_Task requirements_
Your task is to give the listing below back word for word, pictures excluded.

_Entries_
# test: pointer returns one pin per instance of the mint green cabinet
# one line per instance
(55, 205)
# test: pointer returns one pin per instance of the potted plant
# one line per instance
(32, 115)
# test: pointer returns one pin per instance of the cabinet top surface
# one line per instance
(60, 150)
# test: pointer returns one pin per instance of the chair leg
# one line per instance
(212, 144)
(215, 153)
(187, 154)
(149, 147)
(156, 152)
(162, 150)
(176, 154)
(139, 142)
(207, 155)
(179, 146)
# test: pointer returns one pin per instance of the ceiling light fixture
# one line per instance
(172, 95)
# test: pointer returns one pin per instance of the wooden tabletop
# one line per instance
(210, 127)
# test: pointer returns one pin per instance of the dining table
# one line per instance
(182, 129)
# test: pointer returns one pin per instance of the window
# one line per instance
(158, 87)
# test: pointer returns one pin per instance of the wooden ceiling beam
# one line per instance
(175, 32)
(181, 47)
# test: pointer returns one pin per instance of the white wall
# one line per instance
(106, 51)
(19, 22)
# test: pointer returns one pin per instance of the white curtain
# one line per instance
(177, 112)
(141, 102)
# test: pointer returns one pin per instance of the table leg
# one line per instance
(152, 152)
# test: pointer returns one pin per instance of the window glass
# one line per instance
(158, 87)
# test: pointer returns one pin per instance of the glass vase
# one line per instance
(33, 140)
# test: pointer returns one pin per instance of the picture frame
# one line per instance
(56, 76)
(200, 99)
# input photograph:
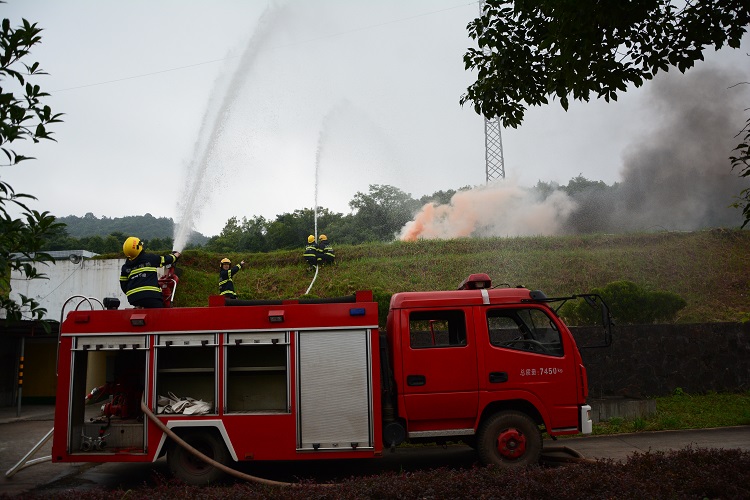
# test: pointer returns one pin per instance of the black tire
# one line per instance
(189, 468)
(509, 439)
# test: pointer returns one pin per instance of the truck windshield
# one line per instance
(526, 329)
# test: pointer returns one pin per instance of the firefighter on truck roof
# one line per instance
(138, 278)
(226, 276)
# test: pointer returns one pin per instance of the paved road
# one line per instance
(19, 435)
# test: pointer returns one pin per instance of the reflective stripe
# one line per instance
(143, 289)
(141, 270)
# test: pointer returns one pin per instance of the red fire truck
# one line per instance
(314, 379)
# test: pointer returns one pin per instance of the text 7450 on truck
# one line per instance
(315, 379)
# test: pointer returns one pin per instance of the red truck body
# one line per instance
(315, 379)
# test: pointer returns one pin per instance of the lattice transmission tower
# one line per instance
(493, 139)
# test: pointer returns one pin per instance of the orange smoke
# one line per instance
(502, 209)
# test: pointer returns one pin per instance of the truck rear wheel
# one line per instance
(191, 469)
(509, 439)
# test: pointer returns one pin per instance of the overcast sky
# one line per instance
(235, 104)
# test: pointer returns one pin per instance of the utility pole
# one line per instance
(493, 139)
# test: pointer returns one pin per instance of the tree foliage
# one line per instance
(23, 116)
(532, 51)
(629, 303)
(741, 162)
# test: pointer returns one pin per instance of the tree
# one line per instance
(530, 52)
(22, 116)
(742, 163)
(382, 212)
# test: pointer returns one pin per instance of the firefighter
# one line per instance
(325, 251)
(226, 277)
(138, 278)
(311, 252)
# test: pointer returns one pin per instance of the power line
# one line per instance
(309, 40)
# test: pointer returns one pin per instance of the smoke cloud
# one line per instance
(677, 176)
(501, 209)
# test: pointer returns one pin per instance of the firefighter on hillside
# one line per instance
(226, 276)
(138, 278)
(325, 251)
(311, 252)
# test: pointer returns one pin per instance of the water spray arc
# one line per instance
(226, 93)
(322, 136)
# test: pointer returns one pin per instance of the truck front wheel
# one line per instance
(509, 439)
(191, 469)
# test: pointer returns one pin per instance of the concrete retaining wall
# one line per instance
(654, 360)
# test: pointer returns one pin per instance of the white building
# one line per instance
(73, 273)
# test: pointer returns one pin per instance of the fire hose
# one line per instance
(208, 460)
(574, 456)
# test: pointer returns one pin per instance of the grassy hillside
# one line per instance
(709, 269)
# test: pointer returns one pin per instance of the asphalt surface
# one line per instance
(20, 434)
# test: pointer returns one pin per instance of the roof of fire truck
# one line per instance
(474, 290)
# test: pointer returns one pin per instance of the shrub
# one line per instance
(629, 303)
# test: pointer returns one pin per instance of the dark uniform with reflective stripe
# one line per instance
(140, 282)
(226, 285)
(325, 255)
(311, 254)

_Output of the exercise_
# test: pointer returns one pin per instance of the mint green cabinet
# one line per instance
(55, 205)
# test: pointer returns one pin per instance of the potted plant
# one line per instance
(32, 115)
# test: pointer returns one pin per instance of the cabinet top surface
# one line per instance
(60, 150)
# test: pointer returns one pin per instance of the chair leg
# one line per instance
(212, 144)
(215, 153)
(187, 154)
(149, 147)
(156, 152)
(162, 150)
(176, 154)
(139, 142)
(207, 155)
(179, 146)
# test: pointer returns one pin per instance of the ceiling light fixture
# one line per instance
(172, 95)
# test: pointer returns one pin per instance of the wooden tabletop
# one line per instance
(210, 127)
# test: pointer returns one pin per instance of the dining table
# one line per instance
(182, 129)
# test: pointer returns one pin per instance of the window
# one line per instance
(158, 87)
# test: pointer returns one pin per instance of the wooden ceiling beam
# one line per instance
(175, 32)
(181, 47)
# test: pointer returns one pin per instance of the white wall
# one line per instance
(106, 51)
(19, 22)
# test: pointer returns one pin per instance of the white curtain
# one line per instance
(177, 112)
(141, 102)
# test: pointer returns one pin per instance of the table leg
# one line per instance
(152, 152)
# test: pointer returns one pin per instance of the window glass
# one line per instance
(158, 87)
# test: pointer returns one pin per instance of the glass vase
# one line per instance
(33, 140)
# test: pointer returns one pin per instance of the picture frame
# one line per instance
(56, 76)
(200, 99)
# input photograph:
# test: pointer returns one pin per instance of the black tire
# one line per instance
(189, 468)
(509, 439)
# test: pointer returns one pin per instance of the truck windshield
# one line per instance
(526, 329)
# test: pointer returns one pin per instance of the firefighter on truck roof
# one line per instance
(138, 278)
(226, 276)
# test: pointer returns one pin per instance of the paved road
# one line per instance
(19, 435)
# test: pointer returns one pin per instance of the reflective stripe
# one line per instance
(143, 289)
(141, 270)
# test: pointer returns one pin per instance of the red fire truck
# one line per instance
(314, 379)
# test: pointer returns one pin per instance of the text 7450 on truck
# one line per instance
(315, 379)
# test: pointer returns one pin per instance of the red truck body
# one line per instance
(315, 379)
# test: pointer returns one pin per instance of the lattice transmission tower
# one line per instance
(493, 139)
# test: pointer returns one pin per instance of the orange smoke
# one line per instance
(502, 209)
# test: pointer returns one pin per instance of the truck rear wheel
# one line per instance
(191, 469)
(509, 439)
# test: pointer returns one pin per instance of the overcast sky
# one line per instance
(235, 104)
# test: pointer returns one pin per instance of the utility pole
# one line per instance
(493, 139)
# test: pointer returns one pin per instance of the tree foliage
# one line per instance
(23, 116)
(532, 51)
(629, 303)
(741, 162)
# test: pointer returns one pin per instance of the tree
# one line per instance
(530, 52)
(22, 116)
(742, 163)
(382, 212)
# test: pointer returns one pin per instance of the firefighter
# one line per instance
(325, 251)
(226, 277)
(138, 278)
(311, 252)
# test: pointer returns one pin per instance of the power line
# one line per instance
(309, 40)
# test: pointer returns one pin per instance of the smoke cloud
# one line per instance
(677, 176)
(501, 209)
# test: pointer returns one pin per instance of the firefighter on hillside
# one line per instance
(226, 276)
(138, 278)
(325, 251)
(311, 252)
# test: pointer returns one pin per instance of the water spray arc
# one line per instance
(226, 93)
(322, 136)
# test: pointer returns one pin per instance of the truck front wheel
# one line per instance
(509, 439)
(191, 469)
# test: pointer returns one pin per instance of the concrete retaining wall
# one line per instance
(654, 360)
# test: pointer returns one pin per instance of the white building
# one line per instance
(73, 273)
# test: pointer returns one pin per instance of the fire hose
# one line per instance
(208, 460)
(574, 456)
# test: pointer returns one pin per instance of the grassy hillside
# one line per instance
(709, 269)
# test: pointer returns one pin per instance of the asphalt surface
# one line per instance
(20, 434)
# test: pointer returns one pin per instance of the roof of fire truck
# one line per instance
(474, 290)
# test: pointer returns one pin per instance of the shrub
# one line per instance
(629, 303)
# test: pointer returns one pin per instance of the dark uniform with reflective stripe
# one line per instance
(140, 282)
(226, 285)
(325, 255)
(311, 254)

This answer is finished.